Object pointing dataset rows
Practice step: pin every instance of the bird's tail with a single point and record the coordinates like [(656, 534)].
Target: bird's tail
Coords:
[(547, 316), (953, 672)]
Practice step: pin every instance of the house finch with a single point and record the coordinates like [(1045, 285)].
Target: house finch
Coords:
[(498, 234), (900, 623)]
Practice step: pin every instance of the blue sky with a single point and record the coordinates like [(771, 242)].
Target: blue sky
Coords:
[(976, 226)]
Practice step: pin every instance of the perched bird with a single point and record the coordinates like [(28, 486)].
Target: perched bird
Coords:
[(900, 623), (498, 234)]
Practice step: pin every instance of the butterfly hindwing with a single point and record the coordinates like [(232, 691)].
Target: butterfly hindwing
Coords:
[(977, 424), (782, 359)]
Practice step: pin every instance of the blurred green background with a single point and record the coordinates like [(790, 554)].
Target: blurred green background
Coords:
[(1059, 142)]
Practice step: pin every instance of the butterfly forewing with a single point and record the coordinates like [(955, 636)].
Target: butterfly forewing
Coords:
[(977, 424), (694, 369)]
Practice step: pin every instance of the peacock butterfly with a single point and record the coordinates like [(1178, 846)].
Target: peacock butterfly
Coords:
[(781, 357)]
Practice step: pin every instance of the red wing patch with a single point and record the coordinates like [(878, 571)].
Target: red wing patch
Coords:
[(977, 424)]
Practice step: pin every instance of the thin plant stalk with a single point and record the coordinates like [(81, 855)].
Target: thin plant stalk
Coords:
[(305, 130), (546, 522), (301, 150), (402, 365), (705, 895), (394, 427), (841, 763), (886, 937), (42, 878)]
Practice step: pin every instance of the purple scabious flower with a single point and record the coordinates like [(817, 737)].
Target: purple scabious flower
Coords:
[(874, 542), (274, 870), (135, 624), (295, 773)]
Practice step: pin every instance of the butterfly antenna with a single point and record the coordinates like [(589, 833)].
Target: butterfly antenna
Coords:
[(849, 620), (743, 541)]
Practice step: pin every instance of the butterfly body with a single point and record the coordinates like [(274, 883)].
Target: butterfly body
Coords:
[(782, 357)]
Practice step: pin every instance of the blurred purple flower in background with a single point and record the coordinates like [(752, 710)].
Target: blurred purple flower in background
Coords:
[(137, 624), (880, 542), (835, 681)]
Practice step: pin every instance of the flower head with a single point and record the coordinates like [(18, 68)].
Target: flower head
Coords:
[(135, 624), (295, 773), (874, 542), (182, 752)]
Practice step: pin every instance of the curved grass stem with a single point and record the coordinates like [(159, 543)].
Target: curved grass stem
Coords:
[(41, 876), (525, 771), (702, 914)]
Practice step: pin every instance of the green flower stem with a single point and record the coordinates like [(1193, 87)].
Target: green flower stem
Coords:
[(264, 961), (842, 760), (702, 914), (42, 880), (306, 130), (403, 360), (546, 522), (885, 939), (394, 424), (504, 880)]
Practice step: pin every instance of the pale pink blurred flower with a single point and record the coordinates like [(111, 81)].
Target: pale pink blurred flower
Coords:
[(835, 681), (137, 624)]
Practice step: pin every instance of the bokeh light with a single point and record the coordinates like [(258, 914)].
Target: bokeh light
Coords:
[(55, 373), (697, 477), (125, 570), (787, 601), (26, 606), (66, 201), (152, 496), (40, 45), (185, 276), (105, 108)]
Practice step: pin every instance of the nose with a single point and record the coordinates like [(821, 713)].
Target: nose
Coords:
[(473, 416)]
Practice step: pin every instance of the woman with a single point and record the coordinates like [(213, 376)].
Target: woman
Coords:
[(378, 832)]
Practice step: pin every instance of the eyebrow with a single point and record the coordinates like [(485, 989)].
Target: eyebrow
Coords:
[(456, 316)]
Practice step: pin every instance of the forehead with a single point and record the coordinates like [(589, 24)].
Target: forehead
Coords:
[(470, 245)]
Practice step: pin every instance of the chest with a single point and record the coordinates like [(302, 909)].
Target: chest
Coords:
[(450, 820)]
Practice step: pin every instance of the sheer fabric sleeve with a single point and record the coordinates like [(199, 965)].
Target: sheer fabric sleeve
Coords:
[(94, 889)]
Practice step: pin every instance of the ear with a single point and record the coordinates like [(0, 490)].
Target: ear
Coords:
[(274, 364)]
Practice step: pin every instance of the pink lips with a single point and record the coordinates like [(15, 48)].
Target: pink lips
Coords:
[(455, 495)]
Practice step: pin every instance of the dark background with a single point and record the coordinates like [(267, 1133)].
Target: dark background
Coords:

Work to do: Copy out the lines of the material above verbatim. Begin at the line that contains "Practice step: pin every instance of the blue" and stop after the line that contains "[(977, 424), (782, 359)]".

Problem solution:
Practice step: pin every instance of the blue sky with a single point and record the coordinates like [(771, 242)].
Target: blue sky
Coords:
[(976, 226)]
Practice step: pin every instance of the perched bird with a single point and record the coordinates like [(28, 486)].
Target: perched bird
Coords:
[(900, 623), (498, 234)]
Practice step: pin every instance of the butterfly hindwing with a single point and record the coordinates like [(232, 691)].
Target: butterfly hindwing
Coords:
[(977, 424), (782, 359)]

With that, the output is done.